⟨
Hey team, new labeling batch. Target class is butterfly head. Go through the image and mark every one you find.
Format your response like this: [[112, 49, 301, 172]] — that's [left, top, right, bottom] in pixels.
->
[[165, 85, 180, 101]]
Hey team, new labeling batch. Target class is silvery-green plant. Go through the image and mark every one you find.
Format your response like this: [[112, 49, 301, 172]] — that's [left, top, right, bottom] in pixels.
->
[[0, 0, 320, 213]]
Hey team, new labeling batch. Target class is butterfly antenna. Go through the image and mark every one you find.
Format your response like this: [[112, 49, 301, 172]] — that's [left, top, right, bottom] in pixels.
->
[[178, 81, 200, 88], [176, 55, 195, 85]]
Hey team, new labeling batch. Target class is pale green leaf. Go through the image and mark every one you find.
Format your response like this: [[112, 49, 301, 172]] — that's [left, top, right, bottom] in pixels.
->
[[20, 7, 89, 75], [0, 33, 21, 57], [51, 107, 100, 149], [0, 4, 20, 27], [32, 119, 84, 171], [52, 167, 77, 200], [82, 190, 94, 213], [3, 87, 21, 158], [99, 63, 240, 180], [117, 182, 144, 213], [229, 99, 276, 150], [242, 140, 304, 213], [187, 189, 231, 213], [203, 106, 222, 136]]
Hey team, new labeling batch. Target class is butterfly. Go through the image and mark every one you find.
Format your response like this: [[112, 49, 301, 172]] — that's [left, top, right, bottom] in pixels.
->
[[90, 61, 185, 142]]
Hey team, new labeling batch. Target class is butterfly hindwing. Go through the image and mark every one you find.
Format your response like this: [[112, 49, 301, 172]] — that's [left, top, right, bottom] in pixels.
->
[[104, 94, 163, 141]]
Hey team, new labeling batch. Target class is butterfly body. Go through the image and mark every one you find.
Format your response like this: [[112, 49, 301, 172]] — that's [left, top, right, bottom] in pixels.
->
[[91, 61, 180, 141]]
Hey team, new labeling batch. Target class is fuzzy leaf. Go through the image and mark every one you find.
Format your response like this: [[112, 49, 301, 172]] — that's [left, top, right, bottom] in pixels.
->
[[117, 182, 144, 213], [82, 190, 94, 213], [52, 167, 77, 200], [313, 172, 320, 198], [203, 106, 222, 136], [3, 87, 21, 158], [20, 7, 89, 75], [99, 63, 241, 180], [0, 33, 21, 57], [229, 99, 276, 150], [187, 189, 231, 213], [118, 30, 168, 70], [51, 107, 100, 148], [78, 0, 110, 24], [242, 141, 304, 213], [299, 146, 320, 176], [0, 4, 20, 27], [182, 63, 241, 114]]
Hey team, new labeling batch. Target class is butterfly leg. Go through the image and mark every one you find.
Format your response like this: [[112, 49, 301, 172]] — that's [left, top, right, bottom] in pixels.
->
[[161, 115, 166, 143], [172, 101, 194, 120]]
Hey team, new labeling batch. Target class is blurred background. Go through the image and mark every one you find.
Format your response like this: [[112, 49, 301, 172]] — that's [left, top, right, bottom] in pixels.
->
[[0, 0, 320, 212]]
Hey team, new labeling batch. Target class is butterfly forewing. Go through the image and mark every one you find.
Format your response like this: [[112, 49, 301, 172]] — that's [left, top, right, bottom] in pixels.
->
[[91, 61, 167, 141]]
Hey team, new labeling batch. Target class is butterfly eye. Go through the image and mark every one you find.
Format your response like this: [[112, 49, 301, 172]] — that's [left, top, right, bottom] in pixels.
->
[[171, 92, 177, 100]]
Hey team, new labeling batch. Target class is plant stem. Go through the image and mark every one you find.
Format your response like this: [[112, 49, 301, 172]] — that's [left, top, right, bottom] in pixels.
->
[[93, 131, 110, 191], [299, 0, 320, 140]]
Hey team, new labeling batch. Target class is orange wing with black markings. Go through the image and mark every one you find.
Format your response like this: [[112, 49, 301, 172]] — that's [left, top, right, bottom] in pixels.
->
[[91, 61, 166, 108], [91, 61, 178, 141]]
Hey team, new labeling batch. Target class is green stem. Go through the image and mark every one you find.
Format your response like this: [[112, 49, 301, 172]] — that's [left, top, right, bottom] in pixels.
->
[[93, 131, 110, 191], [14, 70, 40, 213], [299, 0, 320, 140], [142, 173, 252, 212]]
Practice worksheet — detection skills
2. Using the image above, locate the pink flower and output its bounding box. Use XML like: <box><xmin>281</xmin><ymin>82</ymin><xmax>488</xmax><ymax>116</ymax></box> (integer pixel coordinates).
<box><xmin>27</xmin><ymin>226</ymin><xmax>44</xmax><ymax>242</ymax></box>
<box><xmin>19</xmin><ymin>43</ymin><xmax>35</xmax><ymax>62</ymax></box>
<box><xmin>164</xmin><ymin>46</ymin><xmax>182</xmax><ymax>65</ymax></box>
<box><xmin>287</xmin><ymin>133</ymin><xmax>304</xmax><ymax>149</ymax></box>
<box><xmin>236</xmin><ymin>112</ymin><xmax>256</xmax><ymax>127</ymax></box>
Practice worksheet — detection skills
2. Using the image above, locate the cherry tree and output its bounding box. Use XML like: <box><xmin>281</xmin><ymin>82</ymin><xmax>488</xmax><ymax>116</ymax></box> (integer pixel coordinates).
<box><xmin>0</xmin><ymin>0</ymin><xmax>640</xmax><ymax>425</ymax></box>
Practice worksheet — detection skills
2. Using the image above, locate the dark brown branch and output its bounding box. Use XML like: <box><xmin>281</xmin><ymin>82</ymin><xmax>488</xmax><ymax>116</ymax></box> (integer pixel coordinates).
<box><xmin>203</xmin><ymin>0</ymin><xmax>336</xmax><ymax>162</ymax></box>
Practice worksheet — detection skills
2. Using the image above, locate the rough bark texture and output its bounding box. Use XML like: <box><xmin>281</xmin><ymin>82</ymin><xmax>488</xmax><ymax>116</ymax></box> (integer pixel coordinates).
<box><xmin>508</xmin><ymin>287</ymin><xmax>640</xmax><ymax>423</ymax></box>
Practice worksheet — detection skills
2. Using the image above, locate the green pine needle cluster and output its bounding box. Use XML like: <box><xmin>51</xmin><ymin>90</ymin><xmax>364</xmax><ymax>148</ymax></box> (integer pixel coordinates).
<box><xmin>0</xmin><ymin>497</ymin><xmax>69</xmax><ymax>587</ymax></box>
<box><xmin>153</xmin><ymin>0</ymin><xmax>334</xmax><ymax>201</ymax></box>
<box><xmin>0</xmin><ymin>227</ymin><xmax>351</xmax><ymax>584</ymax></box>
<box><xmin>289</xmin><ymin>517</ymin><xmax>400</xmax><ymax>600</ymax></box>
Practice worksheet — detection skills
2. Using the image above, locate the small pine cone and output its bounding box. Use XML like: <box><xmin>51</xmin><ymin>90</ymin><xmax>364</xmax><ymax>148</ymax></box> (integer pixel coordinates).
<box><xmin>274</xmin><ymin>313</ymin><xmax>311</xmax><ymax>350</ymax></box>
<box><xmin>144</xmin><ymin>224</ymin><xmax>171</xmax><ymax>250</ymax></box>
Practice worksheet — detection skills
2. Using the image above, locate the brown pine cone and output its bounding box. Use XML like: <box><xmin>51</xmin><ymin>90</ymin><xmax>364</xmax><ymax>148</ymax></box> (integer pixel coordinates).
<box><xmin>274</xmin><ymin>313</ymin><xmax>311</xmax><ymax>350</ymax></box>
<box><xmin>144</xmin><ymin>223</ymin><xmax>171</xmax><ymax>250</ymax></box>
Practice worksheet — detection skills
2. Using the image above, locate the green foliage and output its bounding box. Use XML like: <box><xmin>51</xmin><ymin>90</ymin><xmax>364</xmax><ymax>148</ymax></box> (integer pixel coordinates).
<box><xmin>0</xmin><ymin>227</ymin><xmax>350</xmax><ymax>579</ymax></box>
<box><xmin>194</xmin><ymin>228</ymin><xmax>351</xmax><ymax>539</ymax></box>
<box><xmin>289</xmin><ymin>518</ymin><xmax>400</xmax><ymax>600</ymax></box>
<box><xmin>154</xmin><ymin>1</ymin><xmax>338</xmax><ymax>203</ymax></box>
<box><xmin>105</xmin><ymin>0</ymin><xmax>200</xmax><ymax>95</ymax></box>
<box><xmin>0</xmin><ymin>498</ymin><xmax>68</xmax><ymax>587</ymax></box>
⟩
Return every line of the entries that contains the string "leaf".

Hey team, new labeling batch. Target class is pale green leaf. Go through the image and mark every one you find.
Hey team, new labeling batch. Target class is fuzzy leaf. Go through the image and mark every one you find.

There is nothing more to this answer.